### Information provided

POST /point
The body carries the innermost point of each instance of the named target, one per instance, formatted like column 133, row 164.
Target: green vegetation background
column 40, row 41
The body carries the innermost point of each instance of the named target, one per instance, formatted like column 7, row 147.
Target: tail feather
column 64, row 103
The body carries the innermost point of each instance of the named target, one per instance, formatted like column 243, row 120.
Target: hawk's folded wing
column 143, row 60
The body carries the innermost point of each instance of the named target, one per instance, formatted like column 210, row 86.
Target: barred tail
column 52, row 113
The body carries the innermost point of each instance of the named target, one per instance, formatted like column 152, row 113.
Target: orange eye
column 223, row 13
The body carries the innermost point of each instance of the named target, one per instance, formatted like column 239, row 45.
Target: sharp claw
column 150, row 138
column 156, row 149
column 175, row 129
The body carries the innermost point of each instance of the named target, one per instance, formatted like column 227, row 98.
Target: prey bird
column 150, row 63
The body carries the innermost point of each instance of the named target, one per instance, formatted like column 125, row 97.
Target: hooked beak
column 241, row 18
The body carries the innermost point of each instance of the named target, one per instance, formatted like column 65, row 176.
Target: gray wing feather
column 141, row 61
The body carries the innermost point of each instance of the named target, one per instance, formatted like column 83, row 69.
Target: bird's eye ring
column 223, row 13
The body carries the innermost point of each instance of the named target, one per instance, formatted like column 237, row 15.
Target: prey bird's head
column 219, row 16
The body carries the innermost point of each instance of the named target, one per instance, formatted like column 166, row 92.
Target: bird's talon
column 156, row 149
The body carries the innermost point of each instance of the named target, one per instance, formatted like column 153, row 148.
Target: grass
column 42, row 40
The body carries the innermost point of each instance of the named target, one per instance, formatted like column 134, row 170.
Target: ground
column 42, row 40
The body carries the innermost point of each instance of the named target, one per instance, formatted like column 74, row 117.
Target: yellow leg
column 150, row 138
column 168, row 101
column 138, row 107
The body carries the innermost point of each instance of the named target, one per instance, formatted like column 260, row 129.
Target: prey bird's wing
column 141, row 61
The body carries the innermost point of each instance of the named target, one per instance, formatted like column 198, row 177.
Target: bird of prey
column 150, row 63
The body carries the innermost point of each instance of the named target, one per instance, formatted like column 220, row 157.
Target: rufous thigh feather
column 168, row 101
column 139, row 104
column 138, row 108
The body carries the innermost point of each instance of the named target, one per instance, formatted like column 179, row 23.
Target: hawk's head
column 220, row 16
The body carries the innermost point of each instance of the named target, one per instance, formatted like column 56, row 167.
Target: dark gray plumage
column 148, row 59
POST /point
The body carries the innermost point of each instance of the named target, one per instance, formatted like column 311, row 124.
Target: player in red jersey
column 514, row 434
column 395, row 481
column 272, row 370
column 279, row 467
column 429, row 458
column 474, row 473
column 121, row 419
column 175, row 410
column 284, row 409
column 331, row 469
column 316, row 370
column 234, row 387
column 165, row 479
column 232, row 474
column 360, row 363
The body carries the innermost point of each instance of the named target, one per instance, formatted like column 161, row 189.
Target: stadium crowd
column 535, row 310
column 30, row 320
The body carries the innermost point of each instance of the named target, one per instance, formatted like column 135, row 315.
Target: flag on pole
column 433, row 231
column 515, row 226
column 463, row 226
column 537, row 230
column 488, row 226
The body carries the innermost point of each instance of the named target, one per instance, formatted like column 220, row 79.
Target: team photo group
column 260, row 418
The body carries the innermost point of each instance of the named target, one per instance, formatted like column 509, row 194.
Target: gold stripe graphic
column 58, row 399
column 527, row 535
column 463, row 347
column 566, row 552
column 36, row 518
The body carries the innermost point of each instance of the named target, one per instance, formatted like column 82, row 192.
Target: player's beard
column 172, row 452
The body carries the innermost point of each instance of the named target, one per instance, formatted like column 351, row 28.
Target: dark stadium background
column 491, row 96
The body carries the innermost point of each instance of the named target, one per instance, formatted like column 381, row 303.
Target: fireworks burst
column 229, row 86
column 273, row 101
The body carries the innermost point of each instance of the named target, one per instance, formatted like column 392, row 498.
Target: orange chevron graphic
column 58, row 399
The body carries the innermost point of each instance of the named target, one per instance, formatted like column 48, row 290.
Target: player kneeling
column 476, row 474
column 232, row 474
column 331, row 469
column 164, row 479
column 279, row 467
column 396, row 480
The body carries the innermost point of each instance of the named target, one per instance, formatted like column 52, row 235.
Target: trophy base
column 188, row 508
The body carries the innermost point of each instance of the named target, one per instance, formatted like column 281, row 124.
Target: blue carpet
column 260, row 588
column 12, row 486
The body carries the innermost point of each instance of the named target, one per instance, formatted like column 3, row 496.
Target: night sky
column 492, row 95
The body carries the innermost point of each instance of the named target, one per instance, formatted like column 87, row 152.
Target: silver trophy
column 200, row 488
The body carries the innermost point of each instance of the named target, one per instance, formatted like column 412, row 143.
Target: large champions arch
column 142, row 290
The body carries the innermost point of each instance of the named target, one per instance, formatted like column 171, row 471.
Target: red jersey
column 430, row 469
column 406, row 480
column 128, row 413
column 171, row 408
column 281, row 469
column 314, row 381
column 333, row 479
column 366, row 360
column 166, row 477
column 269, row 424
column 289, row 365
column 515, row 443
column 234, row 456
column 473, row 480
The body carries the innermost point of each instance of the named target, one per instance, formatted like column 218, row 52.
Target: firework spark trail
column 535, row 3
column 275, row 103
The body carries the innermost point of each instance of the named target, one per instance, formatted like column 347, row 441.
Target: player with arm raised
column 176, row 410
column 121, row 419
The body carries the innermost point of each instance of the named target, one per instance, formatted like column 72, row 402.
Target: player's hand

### The task
Write the lines out again exactly, beginning at the line that contains "347, row 441." and stopping only at the final line of the listing above.

### Reply to the exercise
The body carries the innermost point of each instance of the named target, one per instance, formatted like column 347, row 441.
Target: player with arm raised
column 176, row 410
column 121, row 419
The body carries the innermost point of each instance of the named target, one per instance, formatted like column 72, row 402.
Target: player's hand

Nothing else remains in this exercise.